[START OF Extract provided]
ENH: Added np.char.slice_ #20694

madphysicist · 2022-01-01T13:33:31Z

There are numerous examples of string slicing being a fairly requested feature:

Given the existence of the char module, there is no reason not to include a basic slicing operation that can work cheaper than making views and copies of a string, or switching to pandas for this one feature. This PR introduces such a function. It's written entirely in python, and does its absolute best not to make a copy of any data.

The original inspiration for this is my answer to the first question in the list above. I've added a couple of features since then, like the ability to have a meaningful non-unit step and the ability to set the length of non-unit-step chunks.

There are two things I'm not sure about with this PR:

The other methods in defchararray.py appear as methods of the subclass np.chararray. Should slice be added to those as well, or is it better to keep access to it only via np.char.slice, as the documentation for chararray indicates? I left it out for now since it's a quick change to make if desired.
I don't really understand the array_function_dispatch decorator. While I've done my best to emulate the other functions in the same module, I hope someone with knowhow can look it over.

(Thorough) tests are included. Mailing list thread for new feature starts here: https://mail.python.org/archives/list/numpy-discussion@python.org/thread/JIK2T5XJJPDFIJM5VRPDXGZFMUYCVV5H/

eric-wieser · 2022-01-01T13:38:27Z

numpy/core/defchararray.py

+        newarray = ndarray(buffer=base, offset=newoffset + realoffset,
+                           shape=newshape, strides=newstrides,
+                           dtype=newdtype)
+    except ValueError as e:


It should be possible to achieve this with stride_tricks so that a copy is never returned.

Good point. Let me see what stride tricks is doing.

@eric-wieser. I have to ask. How is this line, in as_strided fundamentally different from what you marked above: array = np.asarray(DummyArray(interface, base=x)). Is is because DummyArray is "trusted" because it's already an array subclass, vs what I have here, which is attempting to make a new one from scratch? The only thing that won't work here is that as_strided does not accept an offset. I can hack in another parameter to do that.

@eric-wieser I tried it your way: madphysicist@e422186. However, as it turns out, it makes no difference. The issue is with changing dtype: both ndarray and as_strided complain equally when you try to do that unless the array is contiguous. Maybe that's something worth bothering about, maybe not. Within the scope of this PR, doing what I'm doing now seems to be a fix. I do need to add a test for an array created as a non-contiguous view into a bytes object or something.
[END OF Extract provided]
■ Aim 1: According to the np.char.slice_ pull request thread, what language is the new function written in?
■ Aim 2: List the keyword arguments passed to ndarray in the code snippet quoted in the np.char.slice_ pull request thread.
■ Aim 3: Take the np.char.slice_ pull request thread further, starting after its last sentence.
The rows aren't needed for this work.
[START OF Data lines]
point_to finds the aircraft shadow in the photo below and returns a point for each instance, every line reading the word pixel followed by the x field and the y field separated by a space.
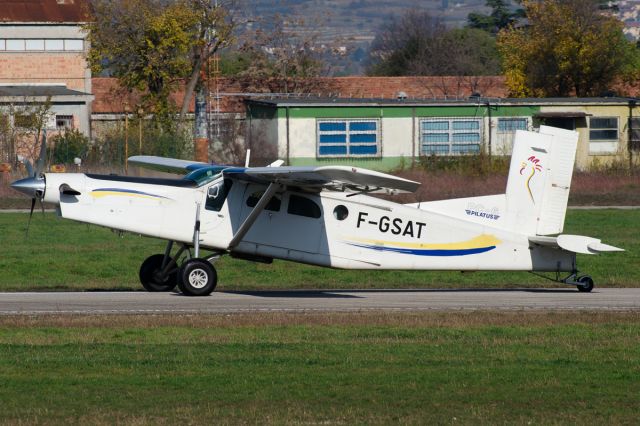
[END OF Data lines]
[START OF Data lines]
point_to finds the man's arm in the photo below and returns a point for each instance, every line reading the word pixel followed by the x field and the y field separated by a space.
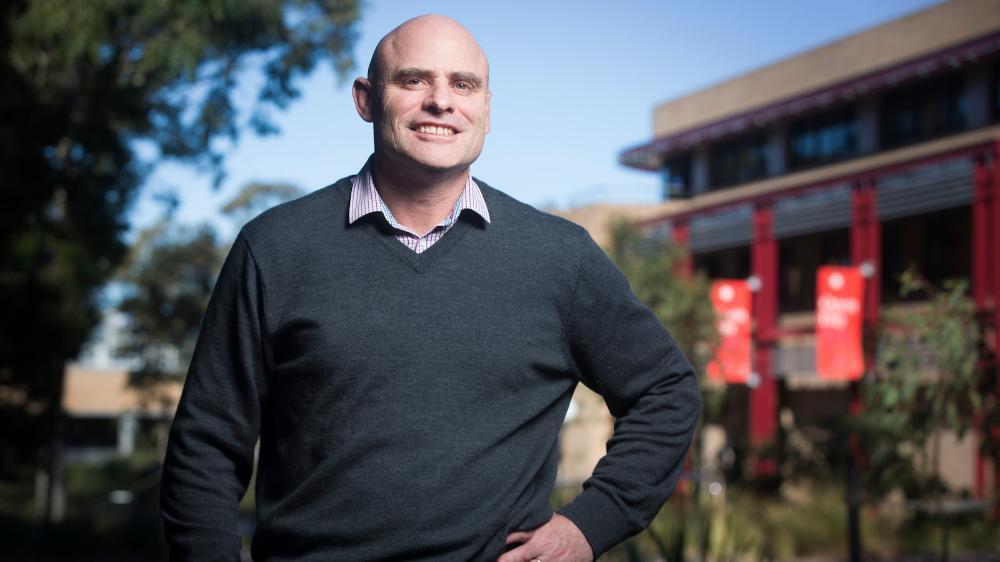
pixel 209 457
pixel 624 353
[END OF Data lines]
■ Task response 1: It is written entirely in Python.

■ Task response 2: buffer, offset, shape, strides, dtype

■ Task response 3:
@eric-wieser Please take a look at the changes and additional tests I made to deal with non-contiguous base arrays. I basically made the assumption that somewhere there is a contiguous block of memory available, got its address and calculated the size out to the last element I need, then used that to create my view. This is a deficiency in the API: I left a ranty comment about it in the code. There is no reason a responsible user shouldn't be able to use as_strided to view with a new dtype. In the meantime, please enjoy my hack.

@eric-wieser Given that I basically agree with your preference for using as_strided, would you prefer that I move the dtype-modifying code out to as_strided, similarly to the private branch I linked above? It would definitely make this function cleaner and less error prone.

eric-wieser

Ideally we'd be able to implement this as:

def slice(arr, sl):
    dt = arr.dtype
    char_dt = np.dtype((dt.type, 1))
    arr_chars = arr.view((char_dt, dt.itemsize // char_dt.itemsize))
    sliced = arr_chars[..., sl]
    # last axis is noncontiguous, view not possible
    if sliced.shape[-1] != 1 and sliced.strides[-1] != char_dt.itemsize:
        sliced = sliced.copy()
    return sliced.view((dt.type, sliced.shape[-1]))

But that doesn't seem to work (in my old numpy version). Changing the logic of view to allow it seems like the nicest fix, but that might not be viable.

In general __array_interface__['data'] is in deep hack territory, and such deep hacks don't belong in a string-specific operation like the slice proposed in this PR: either we need to fix the problem causing the hack in the first place, or add some helper API like as_strided.

I haven't been following recent numpy development, so there may be a variant on what I do above that does work.

madphysicist · 2022-01-02T22:04:22Z

There is a bit of nuance here because you may want to actively change the dtype and offset (as I'm doing) since a 10-character slice of a <U50 string should be <U10, not <U50, and may start at a non-integer multiple of dtype('<U10').itemsize. My preference is to add offset and dtype functionality to as_strided. I'm working on a PR to split off a lower-level version of np.ndarray to use with as_strided, while the public interface stays the same. Will let you know when I have something lined up.

madphysicist · 2022-01-04T08:16:34Z

@eric-wieser I've taken a stab at changing the logic of view here: #20722. This might be all it takes to get this PR working. I'd still like to have overlapping chunks as a possible thing, but I'd like to see how #20722 goes before adding another PR to enhance as_strided.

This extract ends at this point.